┌────────

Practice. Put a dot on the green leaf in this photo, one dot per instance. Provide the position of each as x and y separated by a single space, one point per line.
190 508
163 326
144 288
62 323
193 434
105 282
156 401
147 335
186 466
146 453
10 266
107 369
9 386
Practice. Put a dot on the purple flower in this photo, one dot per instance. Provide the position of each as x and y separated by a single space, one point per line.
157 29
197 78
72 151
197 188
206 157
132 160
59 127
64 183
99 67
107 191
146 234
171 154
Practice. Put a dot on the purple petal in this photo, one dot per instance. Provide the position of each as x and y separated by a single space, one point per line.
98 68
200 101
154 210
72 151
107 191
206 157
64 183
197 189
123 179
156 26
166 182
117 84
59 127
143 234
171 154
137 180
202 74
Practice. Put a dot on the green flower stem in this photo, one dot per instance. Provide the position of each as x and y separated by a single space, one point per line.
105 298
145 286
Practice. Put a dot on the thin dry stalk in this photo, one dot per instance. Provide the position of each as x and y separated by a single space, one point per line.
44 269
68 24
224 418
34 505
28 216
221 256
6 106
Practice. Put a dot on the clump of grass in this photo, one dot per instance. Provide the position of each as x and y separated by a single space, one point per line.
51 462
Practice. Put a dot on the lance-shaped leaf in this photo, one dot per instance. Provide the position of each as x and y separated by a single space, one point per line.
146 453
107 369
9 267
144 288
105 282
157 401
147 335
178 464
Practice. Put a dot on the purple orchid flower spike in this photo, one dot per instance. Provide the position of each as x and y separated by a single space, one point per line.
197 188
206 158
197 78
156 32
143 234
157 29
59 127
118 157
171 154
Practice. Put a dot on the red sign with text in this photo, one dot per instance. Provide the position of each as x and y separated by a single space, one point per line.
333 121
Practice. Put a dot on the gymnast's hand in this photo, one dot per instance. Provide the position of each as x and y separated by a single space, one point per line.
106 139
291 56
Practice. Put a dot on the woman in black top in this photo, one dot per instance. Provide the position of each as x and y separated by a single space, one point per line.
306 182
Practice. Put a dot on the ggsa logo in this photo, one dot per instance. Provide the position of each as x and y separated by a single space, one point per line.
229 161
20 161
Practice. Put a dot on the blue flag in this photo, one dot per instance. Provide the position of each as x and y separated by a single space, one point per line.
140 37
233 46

└────────

• Exercise requirements: Using the exact wording, repeat all the entries.

• Task answer:
Practice. Put a dot on the green leaf in this photo, one dot per instance. Provide the position of each as x and y separated by a single space, one point per line.
190 508
163 326
144 288
62 323
193 434
105 282
156 401
147 335
186 466
146 453
10 266
107 369
9 386
Practice. Put a dot on the purple flower in this photo, one dot per instance. Provide the position of each as x and y separated by a single space, one point per line.
157 29
197 78
72 151
197 188
206 157
132 160
59 127
64 183
99 67
107 191
146 234
171 154
Practice. Put a dot on the purple petal in this photo, one dot per instance. Provide the position of each as x and y separated by a single space, one point per line.
98 68
200 101
154 210
72 151
107 191
206 157
64 183
197 189
123 179
156 26
166 182
117 84
59 127
143 234
171 154
137 180
202 74
Practice. Put a dot on the green flower stem in this photo, one dot per instance. Provide the position of each as x and y separated by a single space, one point per line.
105 298
145 286
Practice. Put a dot on the thin dry stalk in this photo, one dot per instance. Provide the position of each as x and y separated by a single space, one point per line.
44 269
68 24
224 418
34 505
28 216
221 256
6 106
Practice. Put a dot on the clump of grass in this photo, one dot per instance. Provide the position of each as x and y separated by a single space, one point per line.
51 462
Practice. Put a dot on the lance-shaped leaf in this photo, one dot per instance. Provide the position of each as x and y separated by a single space, one point per line.
146 453
107 369
9 267
144 288
105 282
157 401
147 335
178 464
Practice. Put a dot on the purple orchid flower spike in this photo, one dot per instance. Provide the position of each as x and y separated by a single space, one point per line.
197 188
206 158
197 78
156 32
143 234
157 29
59 127
118 157
171 154
Practice. Put a dot on the red sign with text in this photo, one dot per instance. Provide the position of each as x and y separated by a single space, one point per line.
333 121
Practice. Put a dot on the gymnast's hand in this photo, one dot per instance. Provide the position of each as x and y separated by a single space, one point per line.
106 139
291 56
Practice. Put a dot on the woman in black top in this photo, one dot per instance. Provide the position of each as x and y separated by a single space, one point per line.
306 182
Practice. Put a dot on the ggsa logo in this photo, one dot per instance. Provide the position of each as x and y separated by a single space, one point per line.
229 161
20 161
Practice. Put a dot on the blue flag in this photo, one dot per instance. Provide the position of each as x and y separated by a single space, one point per line.
140 37
233 46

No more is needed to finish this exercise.